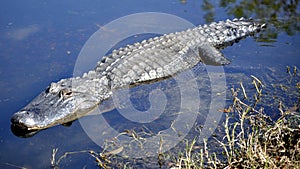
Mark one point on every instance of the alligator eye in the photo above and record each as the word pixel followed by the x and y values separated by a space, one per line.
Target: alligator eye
pixel 69 93
pixel 47 90
pixel 65 93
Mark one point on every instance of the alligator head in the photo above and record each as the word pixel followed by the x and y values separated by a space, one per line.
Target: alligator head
pixel 60 103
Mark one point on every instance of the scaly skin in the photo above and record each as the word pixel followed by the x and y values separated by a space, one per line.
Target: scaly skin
pixel 149 60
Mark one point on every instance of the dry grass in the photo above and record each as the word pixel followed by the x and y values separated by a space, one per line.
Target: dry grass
pixel 254 140
pixel 251 139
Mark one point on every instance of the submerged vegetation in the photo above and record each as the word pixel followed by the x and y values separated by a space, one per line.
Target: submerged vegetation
pixel 251 138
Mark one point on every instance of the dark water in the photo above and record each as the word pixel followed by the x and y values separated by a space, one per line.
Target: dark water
pixel 40 42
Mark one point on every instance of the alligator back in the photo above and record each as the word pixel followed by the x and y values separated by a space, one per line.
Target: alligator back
pixel 164 56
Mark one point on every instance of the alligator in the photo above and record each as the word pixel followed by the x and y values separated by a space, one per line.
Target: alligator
pixel 143 62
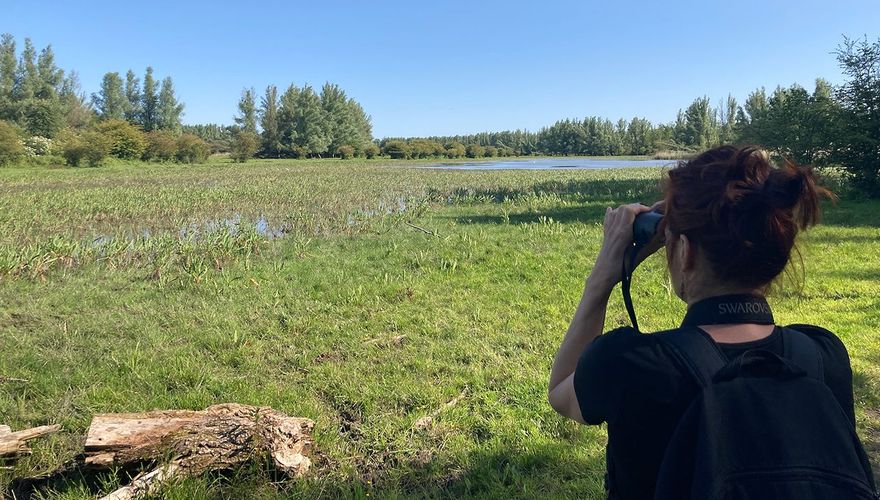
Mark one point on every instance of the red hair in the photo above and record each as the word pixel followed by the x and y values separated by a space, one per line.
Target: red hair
pixel 742 211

____________

Action item: Reproduce every record exactly; images stay out.

Response to this task:
Mark one point on every instance of the alligator eye in the photo above and record each as the word pixel followed by the x and y values separated by a space, one per line.
Target: alligator eye
pixel 69 93
pixel 47 90
pixel 65 93
Mark one point on every instance of the alligator head in the photo above and record each as the word pixel followed by the x and y values separated by a space, one per line.
Target: alligator head
pixel 60 103
Mark one point on every instance of the scaly skin in the photo above and record each as the word pixel followed by the x and y values separated by a space, one per line.
Target: scaly skin
pixel 149 60
Mark one point on every instance of the dry grass in the photo above and record each as the word pixel followed by the x and y values separated by a space, one per line.
Target: dry grass
pixel 254 140
pixel 251 139
Mark one point on every instance of the submerged vegetation in the photo above and record each as the word pixel followed by the x and y values separated by a space, one per line.
Target: submerged vegetation
pixel 251 138
Mark one point on every instance of the dark water in the photo above and record each as the word pixel followed by the x and y values separated by a space, one per line.
Target: dark water
pixel 40 42
Mark one point on every instance of the alligator back in the photo above and record each as the word pixel followed by the x and y values separated by a space, one per line.
Target: alligator back
pixel 164 56
Mark one point on every instance of the alligator in the photo above and record each as the word pixel followed by the x and y values separated by a space, one per line.
Target: alligator
pixel 143 62
Mark one point on every instance of the red hair in the photo above and record each as the word pixel followed by the x and y values separated by a space, one per line.
Target: red hair
pixel 742 211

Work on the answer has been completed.